Domingo, Dezembro 22, 2024

A dança do poder

No balé Clytemnestra, da coreógrafa americana Martha Graham, há uma passagem que me marcou profundamente, retornando sempre às minhas reflexões sobre o poder.

Vocês lembram a tragédia grega. Agamêmnon, irmão de Menelau e cunhado de Helena, assume o comando dos gregos, na guerra contra Troia. Ao chegarem à baia de Áulis, de onde partirão os navios, o rei comandante se ocupa a maior parte do tempo em caçadas.

No seu afã, ele abate uma cerva magnífica, consagrada à deusa virgem Ártemis. Enfurecida com o desrespeitoso mortal, a deusa manda baixar uma calmaria sobre o oceano e os gregos não têm como partir, por falta de ventos que inflem as velas das embarcações.
--------------------------------
*O QUE SE PEDE*.
- a) Copie do texto sobre a dança do poder todo o trecho que vai de "No balé Clytemnestra, da" até "tempo em caçadas.".
- b) Responda com base no texto sobre a dança do poder:
(i) Quem é a coreógrafa do balé Clytemnestra?
(ii) A que deusa era consagrada a cerva abatida por Agamêmnon?
(iii) Por que os gregos não têm como partir?
A listagem é um material à parte, independente do texto.
--------------------------------
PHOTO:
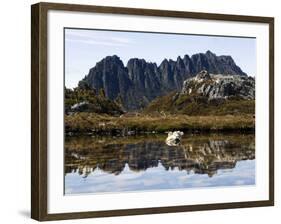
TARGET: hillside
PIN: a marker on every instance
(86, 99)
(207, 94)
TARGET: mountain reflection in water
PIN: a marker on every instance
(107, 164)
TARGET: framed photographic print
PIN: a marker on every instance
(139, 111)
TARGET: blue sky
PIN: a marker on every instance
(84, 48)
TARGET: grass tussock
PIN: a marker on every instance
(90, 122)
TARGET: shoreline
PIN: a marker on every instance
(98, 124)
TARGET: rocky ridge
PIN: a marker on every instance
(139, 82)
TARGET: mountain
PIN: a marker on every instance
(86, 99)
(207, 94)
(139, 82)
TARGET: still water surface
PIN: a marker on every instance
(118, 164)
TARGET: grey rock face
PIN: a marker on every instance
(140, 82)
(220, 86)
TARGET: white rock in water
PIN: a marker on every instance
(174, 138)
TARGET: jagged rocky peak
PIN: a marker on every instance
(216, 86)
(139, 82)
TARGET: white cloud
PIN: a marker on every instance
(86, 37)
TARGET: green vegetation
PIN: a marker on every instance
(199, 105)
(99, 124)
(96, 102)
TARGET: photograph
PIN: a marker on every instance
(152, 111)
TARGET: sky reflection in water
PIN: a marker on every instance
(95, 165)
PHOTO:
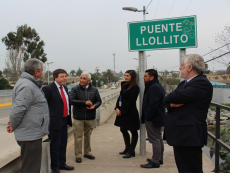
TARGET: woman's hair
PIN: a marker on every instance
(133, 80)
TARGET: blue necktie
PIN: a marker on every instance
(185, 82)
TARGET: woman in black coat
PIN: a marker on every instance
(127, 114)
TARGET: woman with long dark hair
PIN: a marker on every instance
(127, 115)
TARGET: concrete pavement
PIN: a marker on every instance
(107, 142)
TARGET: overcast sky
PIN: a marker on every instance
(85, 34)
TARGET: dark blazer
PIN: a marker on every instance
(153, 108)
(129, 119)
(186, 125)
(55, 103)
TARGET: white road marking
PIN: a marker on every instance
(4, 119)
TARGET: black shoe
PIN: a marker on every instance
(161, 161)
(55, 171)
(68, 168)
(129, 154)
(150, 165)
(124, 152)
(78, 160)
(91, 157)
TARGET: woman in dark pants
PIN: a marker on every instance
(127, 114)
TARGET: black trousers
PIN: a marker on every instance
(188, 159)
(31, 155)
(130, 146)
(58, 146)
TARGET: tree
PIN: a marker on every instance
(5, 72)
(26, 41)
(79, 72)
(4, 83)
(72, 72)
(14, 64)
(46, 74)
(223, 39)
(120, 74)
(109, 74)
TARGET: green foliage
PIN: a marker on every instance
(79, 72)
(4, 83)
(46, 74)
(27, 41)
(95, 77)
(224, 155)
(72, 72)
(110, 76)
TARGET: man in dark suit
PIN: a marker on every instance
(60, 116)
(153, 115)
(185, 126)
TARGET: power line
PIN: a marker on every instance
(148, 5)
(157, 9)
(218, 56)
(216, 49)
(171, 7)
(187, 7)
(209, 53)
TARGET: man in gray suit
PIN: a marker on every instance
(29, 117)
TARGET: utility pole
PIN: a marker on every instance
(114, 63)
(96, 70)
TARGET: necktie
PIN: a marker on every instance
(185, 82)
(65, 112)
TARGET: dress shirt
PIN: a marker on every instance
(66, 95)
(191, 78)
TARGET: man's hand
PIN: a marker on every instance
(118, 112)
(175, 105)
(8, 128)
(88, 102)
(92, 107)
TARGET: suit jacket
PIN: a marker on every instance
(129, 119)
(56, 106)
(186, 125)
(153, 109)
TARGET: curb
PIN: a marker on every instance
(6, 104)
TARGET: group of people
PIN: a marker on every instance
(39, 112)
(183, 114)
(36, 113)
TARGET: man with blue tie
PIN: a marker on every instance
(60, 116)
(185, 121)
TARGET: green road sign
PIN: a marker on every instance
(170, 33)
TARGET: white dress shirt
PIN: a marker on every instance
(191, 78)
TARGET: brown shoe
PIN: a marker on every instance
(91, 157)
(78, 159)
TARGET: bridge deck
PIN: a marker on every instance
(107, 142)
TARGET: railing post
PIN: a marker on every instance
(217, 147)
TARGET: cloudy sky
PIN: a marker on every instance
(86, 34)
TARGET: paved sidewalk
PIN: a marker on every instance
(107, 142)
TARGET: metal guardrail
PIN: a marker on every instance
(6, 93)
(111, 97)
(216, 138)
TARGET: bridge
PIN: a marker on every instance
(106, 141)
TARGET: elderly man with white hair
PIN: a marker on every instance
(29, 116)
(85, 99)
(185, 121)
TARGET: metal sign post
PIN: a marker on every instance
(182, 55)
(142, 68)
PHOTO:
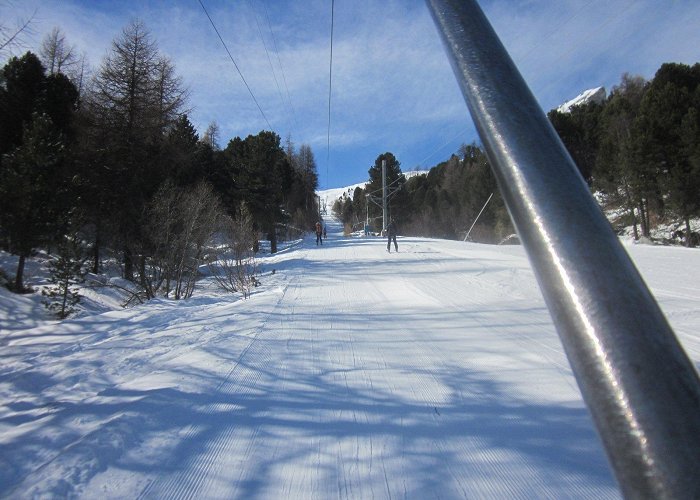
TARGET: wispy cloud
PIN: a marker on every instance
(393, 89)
--------------------------------
*RESULTADOS ESPERADOS*.
- a)
No balé Clytemnestra, da coreógrafa americana Martha Graham, há uma passagem que me marcou profundamente, retornando sempre às minhas reflexões sobre o poder.

Vocês lembram a tragédia grega. Agamêmnon, irmão de Menelau e cunhado de Helena, assume o comando dos gregos, na guerra contra Troia. Ao chegarem à baia de Áulis, de onde partirão os navios, o rei comandante se ocupa a maior parte do tempo em caçadas.

- b)
(i) Martha Graham, coreógrafa americana.
(ii) À deusa virgem Ártemis.
(iii) Por falta de ventos que inflem as velas das embarcações, já que a deusa mandou baixar uma calmaria sobre o oceano.